*** Provided material ***

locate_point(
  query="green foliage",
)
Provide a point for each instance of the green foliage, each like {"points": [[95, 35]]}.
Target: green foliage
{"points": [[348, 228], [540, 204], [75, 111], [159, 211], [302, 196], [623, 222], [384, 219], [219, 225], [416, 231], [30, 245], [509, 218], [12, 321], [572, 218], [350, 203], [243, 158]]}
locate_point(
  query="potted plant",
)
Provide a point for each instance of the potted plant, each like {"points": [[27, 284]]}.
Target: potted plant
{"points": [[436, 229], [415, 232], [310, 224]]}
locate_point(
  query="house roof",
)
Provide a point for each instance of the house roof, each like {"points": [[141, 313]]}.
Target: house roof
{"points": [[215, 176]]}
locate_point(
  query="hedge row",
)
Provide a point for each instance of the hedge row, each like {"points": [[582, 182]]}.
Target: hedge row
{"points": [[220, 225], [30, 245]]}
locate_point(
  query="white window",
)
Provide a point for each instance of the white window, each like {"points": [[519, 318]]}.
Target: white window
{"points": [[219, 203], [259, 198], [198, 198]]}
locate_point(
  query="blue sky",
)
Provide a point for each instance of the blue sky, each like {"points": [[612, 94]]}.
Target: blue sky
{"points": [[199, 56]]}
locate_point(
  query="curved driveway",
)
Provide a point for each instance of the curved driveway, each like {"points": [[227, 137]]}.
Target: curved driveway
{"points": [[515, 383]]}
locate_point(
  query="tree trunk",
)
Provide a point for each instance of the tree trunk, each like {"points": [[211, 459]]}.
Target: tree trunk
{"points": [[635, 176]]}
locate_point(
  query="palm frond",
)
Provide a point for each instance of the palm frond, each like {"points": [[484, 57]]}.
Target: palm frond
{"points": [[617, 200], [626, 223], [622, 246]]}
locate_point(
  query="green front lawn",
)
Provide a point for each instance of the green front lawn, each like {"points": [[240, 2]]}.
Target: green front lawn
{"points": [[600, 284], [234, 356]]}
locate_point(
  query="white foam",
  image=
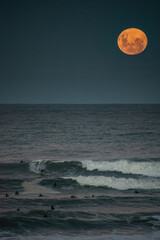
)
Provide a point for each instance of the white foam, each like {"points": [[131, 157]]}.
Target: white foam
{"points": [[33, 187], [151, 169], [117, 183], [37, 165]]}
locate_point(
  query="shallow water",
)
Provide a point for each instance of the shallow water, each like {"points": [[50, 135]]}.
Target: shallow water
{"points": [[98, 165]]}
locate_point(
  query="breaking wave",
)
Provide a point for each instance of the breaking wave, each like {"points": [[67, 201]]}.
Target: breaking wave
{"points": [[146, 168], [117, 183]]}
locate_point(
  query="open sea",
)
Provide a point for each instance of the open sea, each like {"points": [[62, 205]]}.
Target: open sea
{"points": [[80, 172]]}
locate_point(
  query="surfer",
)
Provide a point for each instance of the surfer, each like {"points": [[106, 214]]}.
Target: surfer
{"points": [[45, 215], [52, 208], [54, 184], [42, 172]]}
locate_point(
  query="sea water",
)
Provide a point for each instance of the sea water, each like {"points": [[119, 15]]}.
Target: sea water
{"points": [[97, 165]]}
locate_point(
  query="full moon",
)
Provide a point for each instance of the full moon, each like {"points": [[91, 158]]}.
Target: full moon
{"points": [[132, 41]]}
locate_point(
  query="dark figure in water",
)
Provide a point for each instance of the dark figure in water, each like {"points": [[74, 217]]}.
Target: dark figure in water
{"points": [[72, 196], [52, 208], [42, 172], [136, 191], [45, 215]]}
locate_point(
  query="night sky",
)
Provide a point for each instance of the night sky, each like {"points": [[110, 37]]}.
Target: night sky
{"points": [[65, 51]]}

*** End of Provided material ***
*** Provided material ***

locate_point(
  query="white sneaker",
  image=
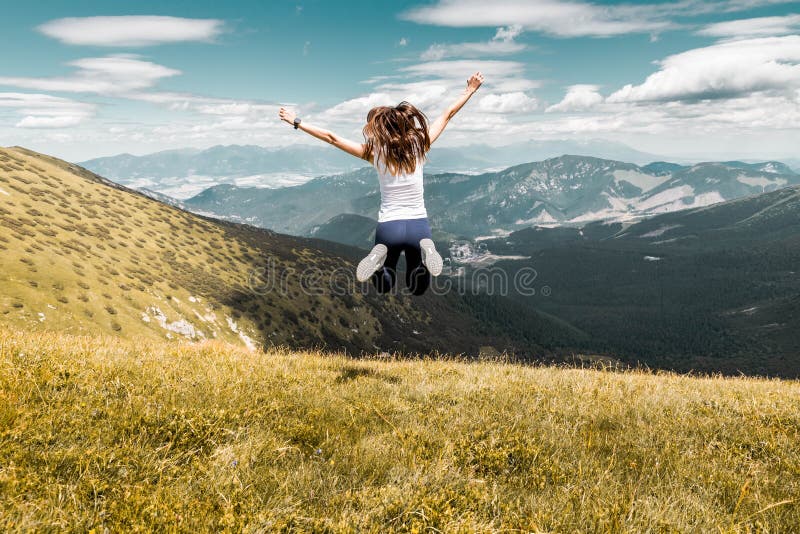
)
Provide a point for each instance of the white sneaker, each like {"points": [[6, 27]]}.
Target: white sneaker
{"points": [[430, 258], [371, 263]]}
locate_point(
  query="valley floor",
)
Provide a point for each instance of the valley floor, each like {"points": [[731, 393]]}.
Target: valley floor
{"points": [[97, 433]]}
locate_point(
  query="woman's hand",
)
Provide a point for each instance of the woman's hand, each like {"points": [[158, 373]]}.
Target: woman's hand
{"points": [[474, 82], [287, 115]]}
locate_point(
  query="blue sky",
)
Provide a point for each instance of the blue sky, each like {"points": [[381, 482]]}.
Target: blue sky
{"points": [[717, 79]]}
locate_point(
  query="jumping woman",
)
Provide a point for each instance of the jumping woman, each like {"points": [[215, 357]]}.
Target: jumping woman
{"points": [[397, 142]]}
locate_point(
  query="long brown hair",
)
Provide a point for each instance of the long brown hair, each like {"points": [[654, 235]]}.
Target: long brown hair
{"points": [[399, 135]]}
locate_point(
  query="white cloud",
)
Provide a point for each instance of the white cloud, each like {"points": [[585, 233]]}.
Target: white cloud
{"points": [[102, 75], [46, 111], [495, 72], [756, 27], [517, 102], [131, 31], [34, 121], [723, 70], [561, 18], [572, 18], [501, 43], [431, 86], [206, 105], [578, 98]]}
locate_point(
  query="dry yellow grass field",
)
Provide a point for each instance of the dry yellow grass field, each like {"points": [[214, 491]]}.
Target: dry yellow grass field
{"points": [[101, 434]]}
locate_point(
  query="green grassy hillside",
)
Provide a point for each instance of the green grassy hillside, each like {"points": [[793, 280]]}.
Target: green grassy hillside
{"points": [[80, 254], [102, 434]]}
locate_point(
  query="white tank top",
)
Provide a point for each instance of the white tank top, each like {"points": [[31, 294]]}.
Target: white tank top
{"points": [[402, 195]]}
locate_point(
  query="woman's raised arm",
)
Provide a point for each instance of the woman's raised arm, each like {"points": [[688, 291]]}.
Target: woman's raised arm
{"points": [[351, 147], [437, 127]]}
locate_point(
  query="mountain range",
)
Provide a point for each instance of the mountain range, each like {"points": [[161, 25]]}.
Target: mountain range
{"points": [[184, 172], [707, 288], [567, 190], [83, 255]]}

*** End of Provided material ***

→ **Your goal**
Using the data above, reproduce exactly the lines from the line that contains "Provide a point for each instance of the valley" through the line that contains "Provide a point for each instance of the white cloud, each", including both.

→ **Finished task**
Provide a point for each instance of the valley floor, each like {"points": [[731, 393]]}.
Target: valley floor
{"points": [[97, 433]]}
locate_point(
  query="woman's hand",
)
Provide a point for each instance of the woman's hand, each like {"points": [[158, 373]]}.
Target: woman's hand
{"points": [[474, 82], [287, 115]]}
locate_point(
  query="blue sky",
)
Provide a point for each instance of the blue sky, each like {"points": [[381, 482]]}.
Target: blue sky
{"points": [[717, 79]]}
locate_point(
  query="jumping woman",
)
Provide a point for each instance of the jumping woman, each like {"points": [[215, 357]]}.
Target: jumping woman
{"points": [[397, 142]]}
locate_point(
  query="long brown hair",
)
Provide a point for each instance of the long brown hair, each like {"points": [[654, 235]]}.
Target: long brown hair
{"points": [[399, 135]]}
locate_point(
  query="white cloud",
)
Provide a point for each instance of the white cloud, each like {"points": [[585, 233]]}.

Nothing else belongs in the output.